** RECORDS SUPPLIED **
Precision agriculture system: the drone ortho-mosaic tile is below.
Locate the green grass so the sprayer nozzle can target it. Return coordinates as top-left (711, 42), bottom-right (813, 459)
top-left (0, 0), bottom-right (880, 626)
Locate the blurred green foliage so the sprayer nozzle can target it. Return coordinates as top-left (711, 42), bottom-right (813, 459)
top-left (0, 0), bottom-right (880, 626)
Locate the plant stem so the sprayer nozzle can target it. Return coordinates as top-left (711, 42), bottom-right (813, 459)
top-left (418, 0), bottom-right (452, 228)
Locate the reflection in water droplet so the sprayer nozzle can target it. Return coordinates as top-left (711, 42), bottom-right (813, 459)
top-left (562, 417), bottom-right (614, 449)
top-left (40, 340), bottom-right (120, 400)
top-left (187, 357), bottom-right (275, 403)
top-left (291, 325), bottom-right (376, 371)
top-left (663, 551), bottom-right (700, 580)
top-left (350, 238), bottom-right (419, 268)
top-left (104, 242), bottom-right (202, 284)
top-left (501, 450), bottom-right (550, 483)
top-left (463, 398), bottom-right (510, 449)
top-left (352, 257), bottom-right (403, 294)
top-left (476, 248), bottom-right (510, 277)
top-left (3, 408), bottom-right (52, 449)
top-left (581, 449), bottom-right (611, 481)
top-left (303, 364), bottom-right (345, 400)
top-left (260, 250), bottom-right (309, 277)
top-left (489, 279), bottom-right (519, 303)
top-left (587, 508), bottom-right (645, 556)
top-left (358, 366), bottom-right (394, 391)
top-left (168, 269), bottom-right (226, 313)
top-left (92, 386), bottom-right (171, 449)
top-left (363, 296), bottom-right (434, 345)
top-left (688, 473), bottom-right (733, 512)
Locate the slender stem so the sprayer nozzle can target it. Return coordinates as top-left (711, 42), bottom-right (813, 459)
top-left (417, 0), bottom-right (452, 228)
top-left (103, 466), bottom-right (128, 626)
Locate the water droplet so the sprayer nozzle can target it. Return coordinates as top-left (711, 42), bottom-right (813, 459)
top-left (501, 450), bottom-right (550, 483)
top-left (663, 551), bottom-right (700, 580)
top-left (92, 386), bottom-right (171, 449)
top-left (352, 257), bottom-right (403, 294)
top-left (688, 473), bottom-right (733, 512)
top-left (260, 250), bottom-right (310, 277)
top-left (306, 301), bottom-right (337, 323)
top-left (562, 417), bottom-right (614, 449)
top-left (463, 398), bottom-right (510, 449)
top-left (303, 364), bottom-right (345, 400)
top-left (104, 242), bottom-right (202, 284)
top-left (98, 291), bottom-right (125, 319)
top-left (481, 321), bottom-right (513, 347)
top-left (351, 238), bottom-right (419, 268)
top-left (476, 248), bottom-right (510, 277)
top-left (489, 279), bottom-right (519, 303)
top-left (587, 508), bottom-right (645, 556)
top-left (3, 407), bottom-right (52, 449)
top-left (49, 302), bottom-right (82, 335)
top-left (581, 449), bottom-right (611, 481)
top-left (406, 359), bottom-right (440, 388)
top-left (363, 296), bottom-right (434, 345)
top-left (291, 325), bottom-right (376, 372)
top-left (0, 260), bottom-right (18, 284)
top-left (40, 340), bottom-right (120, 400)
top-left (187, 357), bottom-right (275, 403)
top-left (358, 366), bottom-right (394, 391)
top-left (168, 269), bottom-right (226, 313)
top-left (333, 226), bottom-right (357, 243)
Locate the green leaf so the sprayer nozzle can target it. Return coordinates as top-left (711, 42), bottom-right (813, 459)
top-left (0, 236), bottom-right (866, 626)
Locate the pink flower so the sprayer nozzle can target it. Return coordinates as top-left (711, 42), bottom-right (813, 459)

** TASK OBJECTIVE **
Render as a numbered list the lines of the material that begin at the line containing "Locate the green leaf" and end with the last line of the material, including both ends and omitting any blank lines.

** TASK RESPONSE **
1. Locate the green leaf so the sprayer nozzle can target it. Return coordinates as top-left (711, 42), bottom-right (813, 459)
2. top-left (0, 236), bottom-right (866, 626)
3. Locate the pink flower so the sprayer nozzle can target it. Return coordinates as top-left (711, 42), bottom-right (813, 459)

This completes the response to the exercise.